■ **Directions**
In the listing that follows, copy out each line that includes the word "sleeveless".
****************
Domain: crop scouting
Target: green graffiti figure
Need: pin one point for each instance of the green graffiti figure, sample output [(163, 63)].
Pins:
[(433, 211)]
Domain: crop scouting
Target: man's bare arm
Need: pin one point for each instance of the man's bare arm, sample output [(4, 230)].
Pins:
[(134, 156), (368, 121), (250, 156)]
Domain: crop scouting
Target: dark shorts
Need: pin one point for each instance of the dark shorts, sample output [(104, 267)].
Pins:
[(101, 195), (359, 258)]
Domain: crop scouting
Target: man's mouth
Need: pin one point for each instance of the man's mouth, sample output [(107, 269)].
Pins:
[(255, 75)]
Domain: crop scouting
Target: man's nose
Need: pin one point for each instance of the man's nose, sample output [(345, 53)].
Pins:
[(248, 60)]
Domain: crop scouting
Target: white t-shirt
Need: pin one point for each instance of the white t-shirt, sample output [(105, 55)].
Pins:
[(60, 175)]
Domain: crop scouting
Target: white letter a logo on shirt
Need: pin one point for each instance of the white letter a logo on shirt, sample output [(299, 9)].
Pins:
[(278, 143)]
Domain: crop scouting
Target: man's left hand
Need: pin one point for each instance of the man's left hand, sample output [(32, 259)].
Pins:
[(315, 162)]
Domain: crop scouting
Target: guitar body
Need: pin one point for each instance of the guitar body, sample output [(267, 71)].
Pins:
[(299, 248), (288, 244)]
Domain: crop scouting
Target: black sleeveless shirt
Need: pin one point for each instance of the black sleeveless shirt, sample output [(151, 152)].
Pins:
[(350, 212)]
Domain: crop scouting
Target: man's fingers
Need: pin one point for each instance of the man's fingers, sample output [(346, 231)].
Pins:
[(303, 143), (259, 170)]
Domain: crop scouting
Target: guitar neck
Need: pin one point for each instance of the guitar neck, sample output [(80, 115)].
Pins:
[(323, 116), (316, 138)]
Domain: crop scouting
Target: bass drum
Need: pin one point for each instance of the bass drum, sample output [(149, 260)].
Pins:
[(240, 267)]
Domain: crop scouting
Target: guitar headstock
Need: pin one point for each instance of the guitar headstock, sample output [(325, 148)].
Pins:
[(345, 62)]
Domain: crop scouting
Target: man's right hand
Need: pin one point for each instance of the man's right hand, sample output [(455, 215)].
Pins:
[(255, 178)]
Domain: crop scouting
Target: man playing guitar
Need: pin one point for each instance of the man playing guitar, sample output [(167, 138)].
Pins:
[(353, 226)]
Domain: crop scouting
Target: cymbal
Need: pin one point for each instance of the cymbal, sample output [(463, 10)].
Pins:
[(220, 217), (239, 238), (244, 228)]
****************
■ **Response**
Target: black sleeveless shirt
Need: pin one point for each instance of the black sleeveless shirt, sample output [(151, 152)].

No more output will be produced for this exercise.